=== Exercise prompt ===
Only these lines, please: the first one of the records through the one containing "segment the curb buried in snow", retyped exactly, both ends included and pictures omitted.

* * * * * * * * *

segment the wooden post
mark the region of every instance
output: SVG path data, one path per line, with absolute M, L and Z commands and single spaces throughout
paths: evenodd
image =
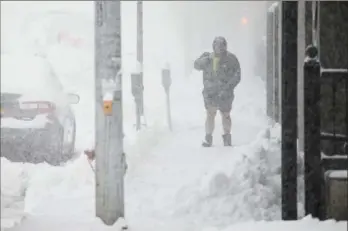
M 282 219 L 297 219 L 297 5 L 281 2 Z
M 121 1 L 95 2 L 96 216 L 124 217 Z
M 322 200 L 323 176 L 320 163 L 320 62 L 316 47 L 307 48 L 303 70 L 305 213 L 318 218 Z

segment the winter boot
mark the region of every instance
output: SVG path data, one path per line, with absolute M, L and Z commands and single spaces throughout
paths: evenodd
M 213 136 L 212 135 L 205 135 L 205 141 L 202 143 L 203 147 L 211 147 L 213 144 Z
M 224 146 L 232 146 L 231 134 L 222 135 Z

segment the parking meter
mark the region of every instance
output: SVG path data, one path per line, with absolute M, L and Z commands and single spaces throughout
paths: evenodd
M 131 74 L 131 86 L 132 86 L 133 97 L 135 99 L 141 98 L 143 94 L 143 90 L 144 90 L 142 73 Z

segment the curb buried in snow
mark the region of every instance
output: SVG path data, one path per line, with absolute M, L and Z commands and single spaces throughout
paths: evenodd
M 1 230 L 20 224 L 26 217 L 25 194 L 28 175 L 25 165 L 1 157 Z
M 167 129 L 161 128 L 159 126 L 146 128 L 137 133 L 137 137 L 135 138 L 135 140 L 133 140 L 133 143 L 126 144 L 125 147 L 125 151 L 127 151 L 128 155 L 130 156 L 129 158 L 127 158 L 127 160 L 128 162 L 130 162 L 131 169 L 136 168 L 137 162 L 141 162 L 141 159 L 146 158 L 146 154 L 150 152 L 151 149 L 162 140 L 158 139 L 158 137 L 165 138 L 166 134 L 169 134 Z M 7 172 L 7 174 L 2 174 L 2 176 L 4 177 L 1 181 L 1 231 L 20 225 L 26 218 L 26 216 L 30 215 L 25 213 L 25 211 L 27 211 L 28 209 L 26 208 L 26 194 L 30 195 L 32 194 L 30 193 L 30 191 L 36 191 L 34 188 L 31 188 L 33 187 L 33 185 L 31 185 L 31 182 L 44 184 L 37 185 L 41 188 L 39 194 L 43 193 L 41 194 L 41 196 L 34 193 L 35 195 L 39 196 L 37 198 L 32 198 L 37 202 L 30 202 L 30 204 L 35 206 L 39 204 L 39 201 L 41 200 L 40 198 L 42 196 L 45 196 L 45 192 L 42 192 L 41 190 L 46 190 L 46 193 L 48 193 L 48 191 L 50 191 L 50 188 L 54 187 L 54 184 L 52 184 L 51 182 L 52 174 L 58 174 L 60 175 L 60 177 L 58 178 L 66 179 L 66 174 L 61 174 L 61 171 L 65 171 L 66 168 L 73 168 L 70 169 L 72 172 L 76 171 L 76 169 L 74 170 L 74 165 L 78 164 L 79 162 L 81 164 L 81 158 L 85 158 L 85 156 L 81 155 L 80 158 L 72 160 L 66 163 L 64 166 L 56 167 L 48 166 L 47 164 L 33 165 L 12 163 L 5 158 L 1 158 L 1 171 L 2 173 Z M 90 171 L 87 161 L 83 163 L 85 164 L 85 167 L 88 168 L 85 171 Z M 78 166 L 76 167 L 80 168 Z M 40 171 L 40 174 L 38 173 L 38 171 Z M 45 173 L 41 171 L 49 174 L 45 175 Z M 90 174 L 87 175 L 91 176 Z M 40 179 L 35 180 L 33 177 L 40 177 Z M 46 178 L 46 180 L 44 178 Z M 56 177 L 53 177 L 53 180 L 54 178 Z M 5 179 L 7 180 L 5 181 Z M 59 181 L 64 181 L 64 179 L 60 179 Z

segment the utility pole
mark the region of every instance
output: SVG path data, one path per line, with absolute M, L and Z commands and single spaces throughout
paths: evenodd
M 124 217 L 121 1 L 95 1 L 96 216 Z
M 144 116 L 144 81 L 143 81 L 143 2 L 137 1 L 137 64 L 135 75 L 132 76 L 132 88 L 136 88 L 135 104 L 136 104 L 136 128 L 141 129 L 141 117 Z

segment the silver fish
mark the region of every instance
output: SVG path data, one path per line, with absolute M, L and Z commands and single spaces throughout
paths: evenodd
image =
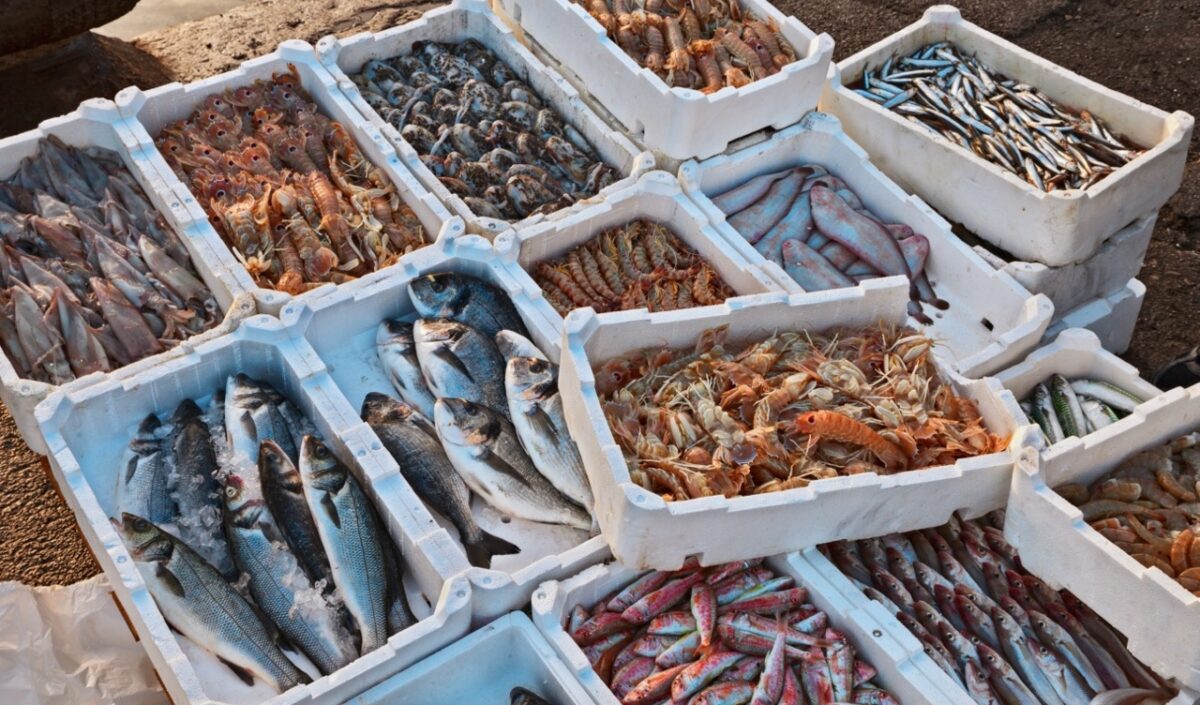
M 121 511 L 164 524 L 175 520 L 175 499 L 168 487 L 174 454 L 162 422 L 150 414 L 129 443 L 129 460 L 120 476 L 117 506 Z
M 519 519 L 591 528 L 587 511 L 537 471 L 506 418 L 464 399 L 439 399 L 434 422 L 458 474 L 498 511 Z
M 380 323 L 375 331 L 375 352 L 400 398 L 425 418 L 431 418 L 435 398 L 417 360 L 413 324 L 398 320 Z
M 496 347 L 505 360 L 514 357 L 536 357 L 539 360 L 549 360 L 541 348 L 533 341 L 511 330 L 502 330 L 496 334 Z
M 422 318 L 465 323 L 488 340 L 502 330 L 529 335 L 508 295 L 482 279 L 457 272 L 429 274 L 409 283 L 408 294 Z
M 113 523 L 163 617 L 180 634 L 245 679 L 280 691 L 309 682 L 275 646 L 250 603 L 195 551 L 132 514 Z
M 287 400 L 268 384 L 238 373 L 225 381 L 225 432 L 230 449 L 242 462 L 258 462 L 258 447 L 275 441 L 293 462 L 297 460 L 295 436 L 282 406 Z
M 179 505 L 179 537 L 232 580 L 237 568 L 221 529 L 221 486 L 211 431 L 191 399 L 176 407 L 171 423 L 175 425 L 171 492 Z
M 417 321 L 413 337 L 425 382 L 435 396 L 466 399 L 508 415 L 504 358 L 491 337 L 444 319 Z
M 333 588 L 329 556 L 321 544 L 316 522 L 304 498 L 304 480 L 300 471 L 274 441 L 263 441 L 259 447 L 258 477 L 262 483 L 263 500 L 282 530 L 283 538 L 312 582 L 324 582 Z
M 534 467 L 555 489 L 591 511 L 592 488 L 558 393 L 558 365 L 535 357 L 511 358 L 504 388 L 517 438 Z

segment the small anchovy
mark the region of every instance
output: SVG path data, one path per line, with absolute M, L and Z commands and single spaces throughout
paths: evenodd
M 1145 151 L 949 42 L 889 58 L 849 87 L 1040 191 L 1086 189 Z

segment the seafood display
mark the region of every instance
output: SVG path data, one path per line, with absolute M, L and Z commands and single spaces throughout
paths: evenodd
M 949 42 L 891 57 L 851 88 L 1041 191 L 1086 189 L 1145 151 Z
M 630 477 L 664 499 L 758 494 L 1003 450 L 941 379 L 932 342 L 880 323 L 607 361 L 596 391 Z
M 796 50 L 774 19 L 728 2 L 576 0 L 609 38 L 668 86 L 715 93 L 779 73 Z
M 564 625 L 623 705 L 898 705 L 808 590 L 762 560 L 645 573 Z
M 1145 399 L 1120 387 L 1092 379 L 1067 380 L 1056 374 L 1033 388 L 1021 409 L 1058 443 L 1082 437 L 1133 413 Z
M 533 267 L 533 280 L 561 316 L 596 311 L 674 311 L 719 304 L 734 291 L 695 250 L 660 223 L 609 228 Z
M 513 688 L 508 694 L 508 705 L 551 705 L 550 701 L 520 686 Z
M 0 181 L 0 348 L 65 384 L 220 323 L 188 250 L 116 152 L 50 136 Z
M 1083 520 L 1200 596 L 1200 434 L 1134 453 L 1090 486 L 1054 488 Z M 1195 548 L 1193 548 L 1193 544 Z
M 267 384 L 147 416 L 118 476 L 113 523 L 163 617 L 247 684 L 307 683 L 416 621 L 375 507 Z
M 884 223 L 819 164 L 763 174 L 712 197 L 730 227 L 805 291 L 902 275 L 912 283 L 909 315 L 932 323 L 921 304 L 949 307 L 925 275 L 929 240 Z
M 427 244 L 420 220 L 295 67 L 214 93 L 155 140 L 258 286 L 299 294 Z
M 419 318 L 379 325 L 395 399 L 367 394 L 362 418 L 417 496 L 458 530 L 472 565 L 518 547 L 479 527 L 474 493 L 500 514 L 584 531 L 592 491 L 567 431 L 558 366 L 525 336 L 508 297 L 457 273 L 409 284 Z
M 475 215 L 553 213 L 615 181 L 571 123 L 491 50 L 417 42 L 351 76 L 363 99 Z
M 1173 692 L 1066 590 L 1021 567 L 1003 512 L 821 551 L 979 705 L 1163 705 Z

* * * * * * * * *

=== Answer space ===
segment the wooden post
mark the region of every instance
output: SVG path data, one path per line, with absolute M, L and Z commands and single spaces throughout
paths: evenodd
image =
M 282 219 L 297 219 L 297 5 L 281 2 Z
M 121 1 L 95 2 L 96 216 L 124 217 Z
M 322 200 L 323 176 L 320 163 L 320 62 L 316 47 L 307 48 L 303 70 L 305 213 L 318 218 Z

segment the winter boot
mark the region of every instance
output: SVG path data, one path per line, with absolute M, L and Z commands and single spaces throughout
paths: evenodd
M 213 136 L 212 135 L 205 135 L 205 141 L 202 143 L 203 147 L 211 147 L 213 144 Z
M 224 146 L 232 146 L 231 134 L 222 135 Z

segment the parking meter
mark the region of every instance
output: SVG path data, one path per line, with absolute M, L and Z commands and single spaces throughout
paths: evenodd
M 131 74 L 131 86 L 132 86 L 133 97 L 135 99 L 141 98 L 143 94 L 143 90 L 144 90 L 142 73 Z

segment the curb buried in snow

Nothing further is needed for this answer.